• Work required: Reproduce the book review of Toby's Room in full, word for word.

29th Aug 2012
Toby’s Room by Pat Barker
As the centenary of the outbreak of the First World War approaches, and with dramas set in the period (such as Downton Abbey) more popular than ever, Pat Barker‘s dark, often disturbingly tragic novel Toby’s Room makes an excellent addition to a growing genre.
Barker is perhaps best known for her multi-award winning Regeneration trilogy, whose third instalment won the Booker in 1995.
The depth of Barker’s research and interest in the war – both its effects on whose who lived through it, and the marked differences between the society of the early 20th century and our own – is evident throughout Regeneration, and this sense of place is once again perfectly captured in Toby’s Room.
As the novel opens in 1912, the happy, middle class world of Toby and his sister (and best friend) Elinor appears to hide little more than the usual childish upsets.
However, the disturbing events of one summer’s day create dark secrets between the siblings that will profoundly affect their lives.
Elinor – a flat, unlikable character – is a student at the Slade School of Art.
As the novel moves from 1912 to the latter years of the war, her mentor, Dr Tonks, is working at the Sidcup hospital where great strides are being made in facial restoration surgery.
The book moves between Elinor’s struggle to accept the death of her brother in the war, and the interconnected struggles of her former lovers, war artists and Dr Tonks’ patients.
While so many different plot lines could be a struggle for some readers to keep up with, the beautiful writing and the insights that Barker offers into soldiers’ lives make this book worth the occasionally plodding plot.

Source records:
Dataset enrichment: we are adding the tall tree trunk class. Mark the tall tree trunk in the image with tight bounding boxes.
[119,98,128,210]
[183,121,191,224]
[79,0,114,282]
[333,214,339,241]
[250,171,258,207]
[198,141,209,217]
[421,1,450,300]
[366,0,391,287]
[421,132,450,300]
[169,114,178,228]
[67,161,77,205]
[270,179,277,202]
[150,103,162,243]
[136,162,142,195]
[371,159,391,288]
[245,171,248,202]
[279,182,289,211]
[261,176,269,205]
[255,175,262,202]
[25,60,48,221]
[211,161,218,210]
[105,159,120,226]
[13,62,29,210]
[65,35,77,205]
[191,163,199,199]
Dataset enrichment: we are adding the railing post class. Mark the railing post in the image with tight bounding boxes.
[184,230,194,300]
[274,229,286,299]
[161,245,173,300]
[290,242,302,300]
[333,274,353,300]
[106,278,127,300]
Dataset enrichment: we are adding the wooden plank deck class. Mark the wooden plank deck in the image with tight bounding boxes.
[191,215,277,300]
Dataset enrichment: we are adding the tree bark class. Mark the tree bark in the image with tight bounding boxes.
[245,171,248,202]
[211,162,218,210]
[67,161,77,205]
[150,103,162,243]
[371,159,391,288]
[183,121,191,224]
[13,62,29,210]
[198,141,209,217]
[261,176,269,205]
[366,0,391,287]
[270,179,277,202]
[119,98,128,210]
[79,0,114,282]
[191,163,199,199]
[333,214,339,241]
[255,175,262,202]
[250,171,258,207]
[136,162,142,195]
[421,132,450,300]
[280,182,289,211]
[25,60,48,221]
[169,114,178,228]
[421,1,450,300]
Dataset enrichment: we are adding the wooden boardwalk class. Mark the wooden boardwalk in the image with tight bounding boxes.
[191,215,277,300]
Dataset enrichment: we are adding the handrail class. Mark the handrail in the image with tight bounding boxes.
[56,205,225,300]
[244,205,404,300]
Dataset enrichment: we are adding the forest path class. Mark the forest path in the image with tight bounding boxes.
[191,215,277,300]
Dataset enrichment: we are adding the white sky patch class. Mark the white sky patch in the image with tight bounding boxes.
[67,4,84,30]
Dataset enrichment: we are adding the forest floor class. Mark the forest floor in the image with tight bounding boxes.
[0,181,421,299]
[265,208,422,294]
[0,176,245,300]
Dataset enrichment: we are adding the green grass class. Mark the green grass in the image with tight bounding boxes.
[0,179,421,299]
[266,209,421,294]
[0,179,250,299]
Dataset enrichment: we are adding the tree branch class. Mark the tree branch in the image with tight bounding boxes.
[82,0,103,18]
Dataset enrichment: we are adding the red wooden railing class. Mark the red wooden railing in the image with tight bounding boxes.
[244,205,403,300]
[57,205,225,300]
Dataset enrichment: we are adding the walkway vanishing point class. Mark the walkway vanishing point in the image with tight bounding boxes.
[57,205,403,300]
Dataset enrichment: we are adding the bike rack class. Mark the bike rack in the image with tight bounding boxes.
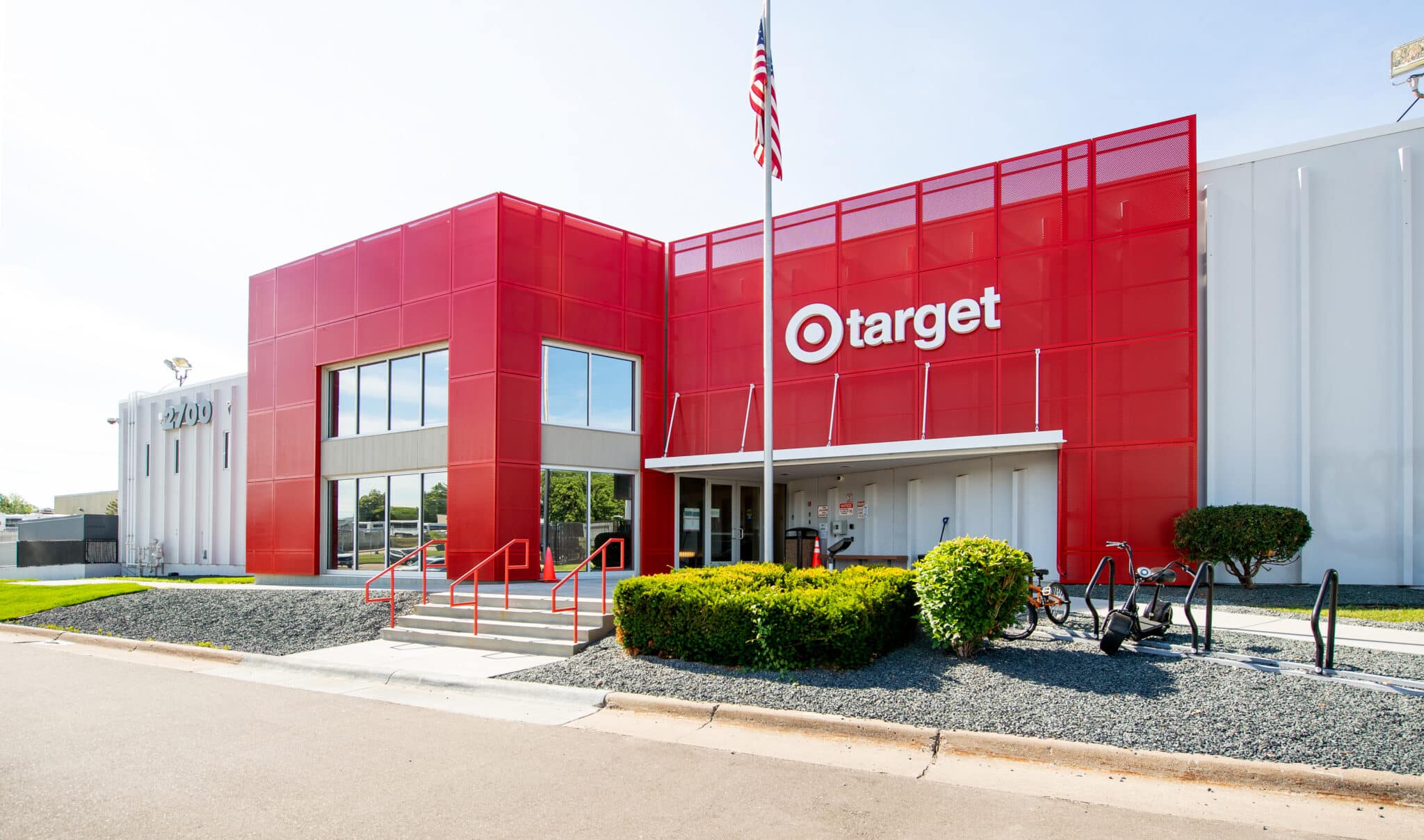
[1167,560,1216,654]
[1310,568,1340,673]
[1082,554,1118,636]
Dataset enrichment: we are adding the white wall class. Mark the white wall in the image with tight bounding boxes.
[1199,120,1424,583]
[786,451,1058,579]
[118,374,248,574]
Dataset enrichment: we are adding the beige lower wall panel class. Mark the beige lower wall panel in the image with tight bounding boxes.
[322,426,450,477]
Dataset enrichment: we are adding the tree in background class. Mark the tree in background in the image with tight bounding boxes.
[0,492,37,514]
[356,490,386,522]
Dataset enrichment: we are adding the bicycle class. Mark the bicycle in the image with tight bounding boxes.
[998,568,1069,639]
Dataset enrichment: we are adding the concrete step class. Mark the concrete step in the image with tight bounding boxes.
[380,627,588,656]
[428,587,614,613]
[413,601,614,628]
[396,608,613,642]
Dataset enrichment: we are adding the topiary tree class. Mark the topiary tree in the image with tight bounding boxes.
[914,537,1034,656]
[1172,504,1310,590]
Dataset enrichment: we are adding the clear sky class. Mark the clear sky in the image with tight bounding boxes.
[0,0,1424,506]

• Reply:
29th Aug 2012
Toby’s Room by Pat Barker
As the centenary of the outbreak of the First World War approaches, and with dramas set in the period (such as Downton Abbey) more popular than ever, Pat Barker‘s dark, often disturbingly tragic novel Toby’s Room makes an excellent addition to a growing genre.
Barker is perhaps best known for her multi-award winning Regeneration trilogy, whose third instalment won the Booker in 1995.
The depth of Barker’s research and interest in the war – both its effects on whose who lived through it, and the marked differences between the society of the early 20th century and our own – is evident throughout Regeneration, and this sense of place is once again perfectly captured in Toby’s Room.
As the novel opens in 1912, the happy, middle class world of Toby and his sister (and best friend) Elinor appears to hide little more than the usual childish upsets.
However, the disturbing events of one summer’s day create dark secrets between the siblings that will profoundly affect their lives.
Elinor – a flat, unlikable character – is a student at the Slade School of Art.
As the novel moves from 1912 to the latter years of the war, her mentor, Dr Tonks, is working at the Sidcup hospital where great strides are being made in facial restoration surgery.
The book moves between Elinor’s struggle to accept the death of her brother in the war, and the interconnected struggles of her former lovers, war artists and Dr Tonks’ patients.
While so many different plot lines could be a struggle for some readers to keep up with, the beautiful writing and the insights that Barker offers into soldiers’ lives make this book worth the occasionally plodding plot.